TEXT BLOCK ▸
=== Section Start ===

Background: In the post-genomic era where sequences are being determined at a rapid rate, we are highly reliant on computational methods for their tentative biochemical characterization. The Pfam database currently contains 3,786 families corresponding to "Domains of Unknown Function" (DUF) or "Uncharacterized Protein Family" (UPF), of which 3,087 families have no reported three-dimensional structure, constituting almost one-fourth of the known protein families in search for both structure and function.
Results: We applied a 'computational structural genomics' approach using five state-of-the-art remote similarity detection methods to detect the relationship between uncharacterized DUFs and domain families of known structures. The association with a structural domain family could serve as a start point in elucidating the function of a DUF. Amongst these five methods, searches in SCOP-NrichD database have been applied for the first time. Predictions were classified into high, medium and low- confidence based on the consensus of results from various approaches and also annotated with enzyme and Gene ontology terms. 614 uncharacterized DUFs could be associated with a known structural domain, of which high confidence predictions, involving at least four methods, were made for 54 families. These structure-function relationships for the 614 DUF families can be accessed on-line at http://proline.biochem.iisc.ernet.in/RHD_DUFS/ . For potential enzymes in this set, we assessed their compatibility with the associated fold and performed detailed structural and functional annotation by examining alignments and extent of conservation of functional residues. Detailed discussion is provided for interesting assignments for DUF3050, DUF1636, DUF1572, DUF2092 and DUF659.

=== Section End ===

[Saved data entries]

=== Section Start ===

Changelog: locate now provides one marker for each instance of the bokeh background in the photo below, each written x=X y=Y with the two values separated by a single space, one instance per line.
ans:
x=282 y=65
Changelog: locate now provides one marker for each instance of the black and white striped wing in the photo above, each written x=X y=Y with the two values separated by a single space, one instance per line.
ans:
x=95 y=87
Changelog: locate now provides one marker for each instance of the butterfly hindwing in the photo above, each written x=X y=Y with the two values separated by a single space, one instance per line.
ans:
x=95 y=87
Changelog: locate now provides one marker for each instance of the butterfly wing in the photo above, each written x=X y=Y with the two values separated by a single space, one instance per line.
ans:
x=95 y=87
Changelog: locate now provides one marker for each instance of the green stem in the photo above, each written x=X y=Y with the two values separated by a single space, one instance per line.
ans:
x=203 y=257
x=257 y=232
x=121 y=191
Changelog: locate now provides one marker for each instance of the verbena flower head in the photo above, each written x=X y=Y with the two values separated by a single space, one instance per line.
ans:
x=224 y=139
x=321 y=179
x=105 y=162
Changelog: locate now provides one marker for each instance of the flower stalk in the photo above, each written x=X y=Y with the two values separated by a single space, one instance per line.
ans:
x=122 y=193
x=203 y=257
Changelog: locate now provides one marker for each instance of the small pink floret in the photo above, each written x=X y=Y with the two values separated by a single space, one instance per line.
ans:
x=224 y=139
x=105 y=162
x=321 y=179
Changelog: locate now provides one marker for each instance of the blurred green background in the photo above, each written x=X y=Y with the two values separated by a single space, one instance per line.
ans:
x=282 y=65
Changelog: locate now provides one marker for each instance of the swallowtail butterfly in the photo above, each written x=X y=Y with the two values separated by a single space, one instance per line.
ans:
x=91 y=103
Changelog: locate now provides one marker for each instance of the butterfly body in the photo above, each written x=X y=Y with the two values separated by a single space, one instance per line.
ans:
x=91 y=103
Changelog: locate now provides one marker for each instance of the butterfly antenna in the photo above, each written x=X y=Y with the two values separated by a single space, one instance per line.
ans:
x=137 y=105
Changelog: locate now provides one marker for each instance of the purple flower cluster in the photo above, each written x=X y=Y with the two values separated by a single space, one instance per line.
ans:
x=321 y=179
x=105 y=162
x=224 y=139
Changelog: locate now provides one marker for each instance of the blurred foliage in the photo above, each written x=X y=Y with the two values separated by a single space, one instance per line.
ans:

=== Section End ===

EXERCISE REQUIREMENTS ▸
- 1) In the abstract on Domains of Unknown Function, how many DUF families received high-confidence predictions?
- 2) Sum up the abstract on Domains of Unknown Function in two sentences.
- 3) Write the next part of the abstract on Domains of Unknown Function, picking up after its last sentence.

LIST OF ANSWERS ▸
- 1) 54 families

- 2) The Pfam database holds 3,786 families labeled as Domains of Unknown Function or Uncharacterized Protein Family, and 3,087 of them have no reported three-dimensional structure. Using five remote similarity detection methods, the study linked 614 of these uncharacterized families to a known structural domain, with high-confidence predictions for 54 of them.

- 3)
Conclusions: This study provides insights into the structure and potential function for nearly 20 % of the DUFs. Use of different computational approaches enables us to reliably recognize distant relationships, especially when they converge to a common assignment because the methods are often complementary. We observe that while pointers to the structural domain can offer the right clues to the function of a protein, recognition of its precise functional role is still 'non-trivial' with many DUF domains conserving only some of the critical residues. It is not clear whether these are functional vestiges or instances involving alternate substrates and interacting partners.